* Records supplied:
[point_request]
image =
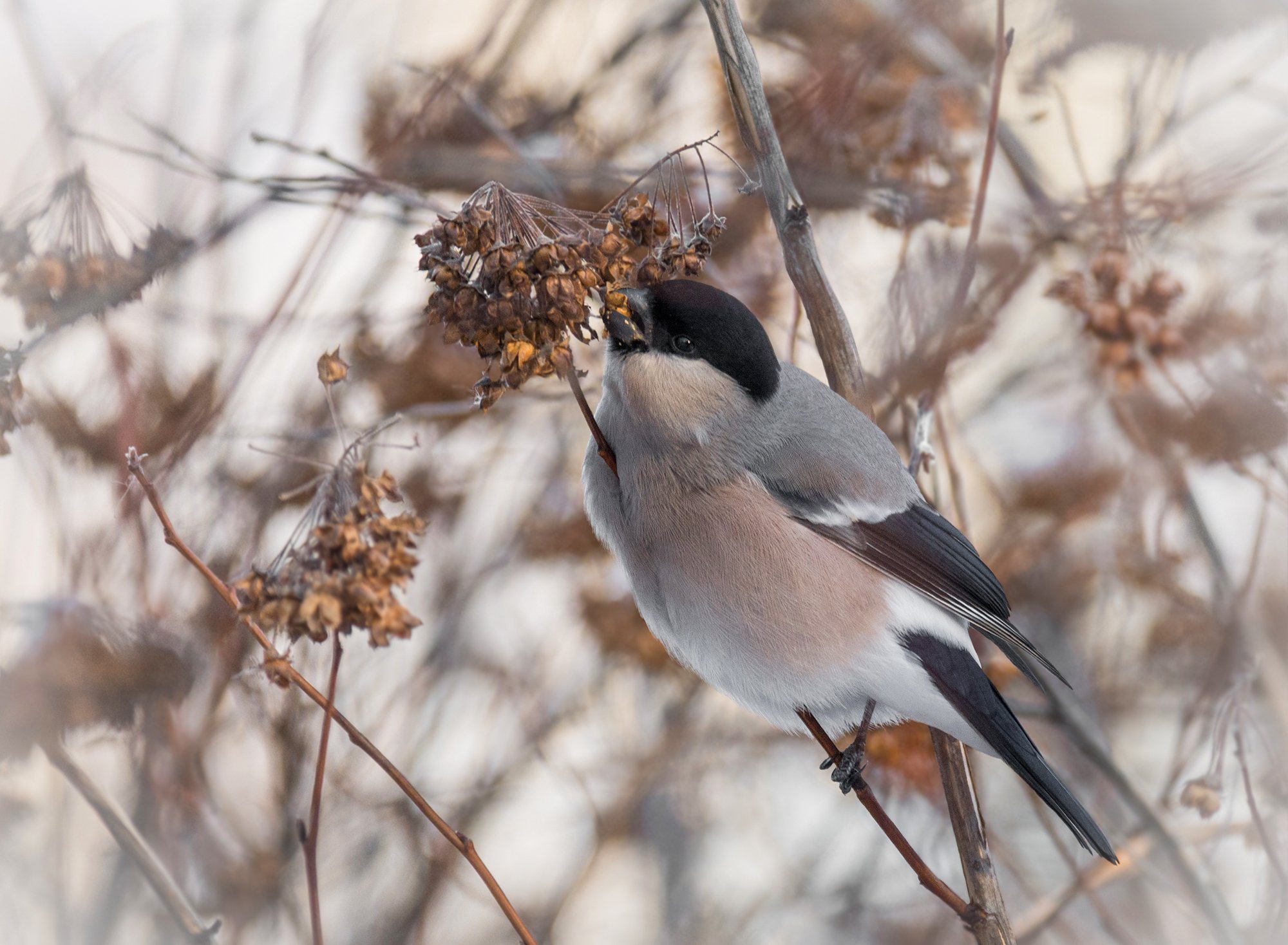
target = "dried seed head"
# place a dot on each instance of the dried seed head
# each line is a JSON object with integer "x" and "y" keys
{"x": 57, "y": 277}
{"x": 1130, "y": 333}
{"x": 346, "y": 574}
{"x": 513, "y": 275}
{"x": 1202, "y": 796}
{"x": 333, "y": 369}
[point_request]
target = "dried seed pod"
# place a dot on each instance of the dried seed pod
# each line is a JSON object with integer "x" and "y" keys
{"x": 1202, "y": 796}
{"x": 512, "y": 275}
{"x": 346, "y": 572}
{"x": 1106, "y": 319}
{"x": 333, "y": 369}
{"x": 1110, "y": 270}
{"x": 1142, "y": 323}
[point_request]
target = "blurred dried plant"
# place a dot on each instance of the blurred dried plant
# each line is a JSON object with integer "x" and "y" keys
{"x": 60, "y": 261}
{"x": 348, "y": 556}
{"x": 87, "y": 669}
{"x": 1129, "y": 319}
{"x": 866, "y": 122}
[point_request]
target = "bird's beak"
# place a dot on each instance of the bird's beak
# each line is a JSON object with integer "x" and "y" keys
{"x": 629, "y": 321}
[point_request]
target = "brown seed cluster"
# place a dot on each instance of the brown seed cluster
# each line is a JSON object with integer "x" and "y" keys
{"x": 1202, "y": 795}
{"x": 867, "y": 122}
{"x": 11, "y": 393}
{"x": 1129, "y": 319}
{"x": 513, "y": 275}
{"x": 62, "y": 284}
{"x": 87, "y": 670}
{"x": 620, "y": 632}
{"x": 345, "y": 575}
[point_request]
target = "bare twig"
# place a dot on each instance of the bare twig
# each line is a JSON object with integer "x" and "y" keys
{"x": 791, "y": 218}
{"x": 925, "y": 876}
{"x": 964, "y": 813}
{"x": 1003, "y": 41}
{"x": 986, "y": 894}
{"x": 310, "y": 837}
{"x": 1241, "y": 754}
{"x": 1204, "y": 895}
{"x": 606, "y": 451}
{"x": 119, "y": 825}
{"x": 280, "y": 669}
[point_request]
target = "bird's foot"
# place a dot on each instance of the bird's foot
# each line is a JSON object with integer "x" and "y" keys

* Prompt: Give back all entries exactly. No pictures belong in the copy.

* Solution for this task:
[point_request]
image =
target = "dried seed head"
# place a dot on each instance of the dried seed head
# each line is a JSON object with integer "x" and "y" keys
{"x": 57, "y": 277}
{"x": 1130, "y": 333}
{"x": 346, "y": 574}
{"x": 513, "y": 275}
{"x": 1202, "y": 796}
{"x": 333, "y": 369}
[point_request]
target = "dried seed pod"
# place a dot on each instance of the dried seed pod
# each line is a JSON object with integer "x" and "y" keys
{"x": 1202, "y": 796}
{"x": 512, "y": 275}
{"x": 346, "y": 572}
{"x": 1106, "y": 319}
{"x": 333, "y": 369}
{"x": 1110, "y": 270}
{"x": 1142, "y": 323}
[point_request]
target = "blurred dried plant"
# place a dot on each instance of the blurred dried plant
# each line is a JSON object with integer "x" and "y" keys
{"x": 60, "y": 261}
{"x": 348, "y": 556}
{"x": 87, "y": 669}
{"x": 1129, "y": 319}
{"x": 866, "y": 122}
[point_request]
target = "bird's beak"
# place a dot on each instance of the bird's beak
# each line is a JSON object with integer "x" and "y" keys
{"x": 629, "y": 321}
[point_request]
target = "brown seed cluster"
# place a dot on each instance of the brown seed cluster
# each line is a JSON object with integer "x" and "y" keys
{"x": 1202, "y": 795}
{"x": 867, "y": 122}
{"x": 11, "y": 393}
{"x": 1129, "y": 319}
{"x": 513, "y": 275}
{"x": 62, "y": 284}
{"x": 87, "y": 670}
{"x": 620, "y": 632}
{"x": 345, "y": 575}
[point_request]
target = "bare twig"
# place a dot on each instance of the bare twig
# each line is a JSON object with integer "x" and "y" keys
{"x": 791, "y": 218}
{"x": 925, "y": 876}
{"x": 964, "y": 813}
{"x": 1003, "y": 41}
{"x": 986, "y": 894}
{"x": 310, "y": 837}
{"x": 1241, "y": 754}
{"x": 1204, "y": 895}
{"x": 606, "y": 451}
{"x": 119, "y": 825}
{"x": 280, "y": 669}
[point_request]
target = "bird's foot"
# place a dot on each instance of the bird's foot
# each line is a JSON object with integer "x" and "y" keys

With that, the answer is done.